+++ Extracted data +++

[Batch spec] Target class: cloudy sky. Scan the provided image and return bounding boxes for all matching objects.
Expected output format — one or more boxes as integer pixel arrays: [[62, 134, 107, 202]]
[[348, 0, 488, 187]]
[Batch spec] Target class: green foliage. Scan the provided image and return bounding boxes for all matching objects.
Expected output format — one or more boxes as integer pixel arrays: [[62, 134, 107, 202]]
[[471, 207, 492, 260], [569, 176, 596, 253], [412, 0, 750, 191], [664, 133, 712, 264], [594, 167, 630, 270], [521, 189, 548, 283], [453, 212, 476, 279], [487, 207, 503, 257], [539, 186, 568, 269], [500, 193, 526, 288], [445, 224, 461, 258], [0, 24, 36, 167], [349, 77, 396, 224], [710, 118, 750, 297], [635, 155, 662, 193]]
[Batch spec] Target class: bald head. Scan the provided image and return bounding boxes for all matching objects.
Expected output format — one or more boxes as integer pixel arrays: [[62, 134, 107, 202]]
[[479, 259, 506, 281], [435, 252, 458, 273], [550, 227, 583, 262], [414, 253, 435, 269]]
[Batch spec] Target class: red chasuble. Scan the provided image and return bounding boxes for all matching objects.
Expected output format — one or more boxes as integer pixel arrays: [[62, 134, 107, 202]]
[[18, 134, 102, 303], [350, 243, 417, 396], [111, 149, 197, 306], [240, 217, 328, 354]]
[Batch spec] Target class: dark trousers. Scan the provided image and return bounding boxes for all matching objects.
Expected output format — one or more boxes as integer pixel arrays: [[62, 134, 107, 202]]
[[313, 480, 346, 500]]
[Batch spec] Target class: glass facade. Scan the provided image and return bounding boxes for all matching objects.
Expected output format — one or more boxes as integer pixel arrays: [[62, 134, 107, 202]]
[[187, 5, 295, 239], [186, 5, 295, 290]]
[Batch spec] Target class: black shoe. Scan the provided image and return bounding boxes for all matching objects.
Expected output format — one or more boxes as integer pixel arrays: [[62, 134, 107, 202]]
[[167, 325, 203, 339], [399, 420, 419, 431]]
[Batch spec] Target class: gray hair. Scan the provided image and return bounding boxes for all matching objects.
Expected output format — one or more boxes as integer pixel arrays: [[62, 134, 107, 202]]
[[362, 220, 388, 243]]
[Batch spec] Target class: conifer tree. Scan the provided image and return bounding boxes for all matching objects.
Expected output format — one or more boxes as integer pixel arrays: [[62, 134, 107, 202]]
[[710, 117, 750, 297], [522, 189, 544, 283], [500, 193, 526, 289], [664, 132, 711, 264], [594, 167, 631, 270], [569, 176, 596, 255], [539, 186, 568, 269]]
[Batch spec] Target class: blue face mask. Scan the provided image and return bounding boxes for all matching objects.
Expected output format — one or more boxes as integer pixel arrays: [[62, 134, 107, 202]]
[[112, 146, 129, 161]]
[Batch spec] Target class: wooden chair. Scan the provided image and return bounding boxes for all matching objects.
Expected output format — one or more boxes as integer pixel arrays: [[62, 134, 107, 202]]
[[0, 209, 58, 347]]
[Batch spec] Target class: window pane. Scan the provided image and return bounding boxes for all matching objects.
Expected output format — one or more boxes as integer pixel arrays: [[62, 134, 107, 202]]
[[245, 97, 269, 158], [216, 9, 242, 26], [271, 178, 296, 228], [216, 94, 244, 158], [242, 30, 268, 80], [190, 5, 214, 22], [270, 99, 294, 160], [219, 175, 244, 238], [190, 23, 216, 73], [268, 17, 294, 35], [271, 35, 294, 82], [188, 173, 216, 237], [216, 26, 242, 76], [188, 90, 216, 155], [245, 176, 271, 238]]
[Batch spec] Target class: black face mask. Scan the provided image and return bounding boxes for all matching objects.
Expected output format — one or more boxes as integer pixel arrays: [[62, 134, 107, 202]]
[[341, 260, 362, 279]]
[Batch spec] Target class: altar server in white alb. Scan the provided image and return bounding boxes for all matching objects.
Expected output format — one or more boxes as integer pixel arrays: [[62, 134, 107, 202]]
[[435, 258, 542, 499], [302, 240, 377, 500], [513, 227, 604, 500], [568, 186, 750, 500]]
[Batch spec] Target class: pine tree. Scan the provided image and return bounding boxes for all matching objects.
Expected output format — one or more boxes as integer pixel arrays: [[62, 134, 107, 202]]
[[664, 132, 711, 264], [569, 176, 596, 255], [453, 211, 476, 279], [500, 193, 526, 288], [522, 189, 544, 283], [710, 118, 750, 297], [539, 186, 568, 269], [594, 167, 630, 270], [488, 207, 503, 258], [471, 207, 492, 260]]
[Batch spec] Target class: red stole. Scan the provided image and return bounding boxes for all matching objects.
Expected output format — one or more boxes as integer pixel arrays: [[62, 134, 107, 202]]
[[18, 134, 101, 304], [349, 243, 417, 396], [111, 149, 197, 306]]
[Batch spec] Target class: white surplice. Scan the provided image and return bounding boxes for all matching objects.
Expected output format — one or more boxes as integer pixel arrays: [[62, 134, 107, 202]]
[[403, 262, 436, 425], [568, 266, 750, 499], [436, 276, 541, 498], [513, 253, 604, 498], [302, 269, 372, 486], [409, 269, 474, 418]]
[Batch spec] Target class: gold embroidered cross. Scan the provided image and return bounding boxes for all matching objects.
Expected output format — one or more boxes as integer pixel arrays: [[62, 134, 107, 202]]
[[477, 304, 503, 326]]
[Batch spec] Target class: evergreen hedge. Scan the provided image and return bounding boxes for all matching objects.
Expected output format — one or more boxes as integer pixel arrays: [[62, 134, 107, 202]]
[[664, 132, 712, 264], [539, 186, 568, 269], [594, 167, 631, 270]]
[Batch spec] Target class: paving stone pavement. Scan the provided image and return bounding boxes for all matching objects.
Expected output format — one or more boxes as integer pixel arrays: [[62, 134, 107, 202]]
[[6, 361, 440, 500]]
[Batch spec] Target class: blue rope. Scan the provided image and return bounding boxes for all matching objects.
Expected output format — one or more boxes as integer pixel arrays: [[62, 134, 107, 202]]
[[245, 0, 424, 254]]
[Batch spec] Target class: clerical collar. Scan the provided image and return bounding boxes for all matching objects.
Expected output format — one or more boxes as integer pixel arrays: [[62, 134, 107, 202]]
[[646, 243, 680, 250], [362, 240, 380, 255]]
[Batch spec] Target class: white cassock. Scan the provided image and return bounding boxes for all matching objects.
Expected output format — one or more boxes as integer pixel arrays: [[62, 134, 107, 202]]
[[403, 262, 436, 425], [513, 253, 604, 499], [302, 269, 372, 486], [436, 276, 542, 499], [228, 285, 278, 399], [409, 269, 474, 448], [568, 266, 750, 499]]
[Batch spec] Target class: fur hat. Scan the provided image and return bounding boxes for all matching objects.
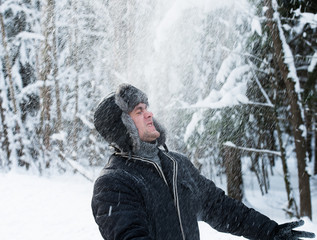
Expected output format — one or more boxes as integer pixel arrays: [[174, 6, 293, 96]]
[[94, 84, 166, 152]]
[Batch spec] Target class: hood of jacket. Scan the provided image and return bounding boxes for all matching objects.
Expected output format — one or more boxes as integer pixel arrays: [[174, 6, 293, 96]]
[[94, 84, 166, 152]]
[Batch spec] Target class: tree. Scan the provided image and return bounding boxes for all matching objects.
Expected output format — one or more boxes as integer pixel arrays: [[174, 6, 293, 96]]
[[266, 0, 312, 218]]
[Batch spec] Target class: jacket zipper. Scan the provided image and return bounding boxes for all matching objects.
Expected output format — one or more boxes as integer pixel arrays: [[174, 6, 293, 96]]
[[163, 152, 185, 240], [115, 151, 185, 240]]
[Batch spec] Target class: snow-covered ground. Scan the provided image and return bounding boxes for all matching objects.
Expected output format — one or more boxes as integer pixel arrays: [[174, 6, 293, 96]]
[[0, 172, 317, 240]]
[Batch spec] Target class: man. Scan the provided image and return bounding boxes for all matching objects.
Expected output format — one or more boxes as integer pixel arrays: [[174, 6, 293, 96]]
[[92, 84, 314, 240]]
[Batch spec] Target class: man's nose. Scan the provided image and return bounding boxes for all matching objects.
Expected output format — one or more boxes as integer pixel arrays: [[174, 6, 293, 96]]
[[144, 110, 153, 118]]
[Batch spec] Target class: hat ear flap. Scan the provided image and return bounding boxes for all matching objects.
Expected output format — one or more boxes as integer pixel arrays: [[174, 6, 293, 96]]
[[153, 118, 166, 146], [94, 94, 130, 151], [121, 112, 141, 151]]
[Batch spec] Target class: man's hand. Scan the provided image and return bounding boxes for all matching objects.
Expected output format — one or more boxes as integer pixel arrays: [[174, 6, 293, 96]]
[[274, 220, 315, 240]]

+++

Your objective: Render everything from the line containing "[Batch spec] Target class: altar" down to the line containing "149, 197, 306]]", both included, as a numbered list with blank lines left out.

The output:
1. [Batch spec] Target class: altar server in white alb. Scan the provided image and return bounding boxes for all matching objects.
2. Expected output format — one or more boxes as integer pixel arrays: [[62, 134, 107, 202]]
3. [[435, 258, 542, 499], [302, 240, 377, 500], [513, 227, 604, 500], [568, 186, 750, 500]]
4. [Batch spec] Target class: pine tree. Scan the provided image and return bounding boxes for all matching objects.
5. Expected output format — one or more boxes as integer pixel arrays: [[62, 134, 107, 202]]
6. [[664, 132, 711, 264], [569, 176, 596, 255], [453, 211, 476, 279], [500, 193, 526, 288], [522, 189, 544, 283], [710, 118, 750, 297], [539, 186, 568, 269], [594, 167, 630, 270], [488, 207, 503, 258], [471, 207, 492, 260]]
7. [Batch spec] Target class: red stole. Scan the provided image and return bounding boxes for all matching objects.
8. Expected output format — one or more boxes as integer pixel arrays: [[62, 134, 107, 202]]
9. [[18, 134, 101, 304], [349, 243, 417, 396], [111, 149, 197, 306]]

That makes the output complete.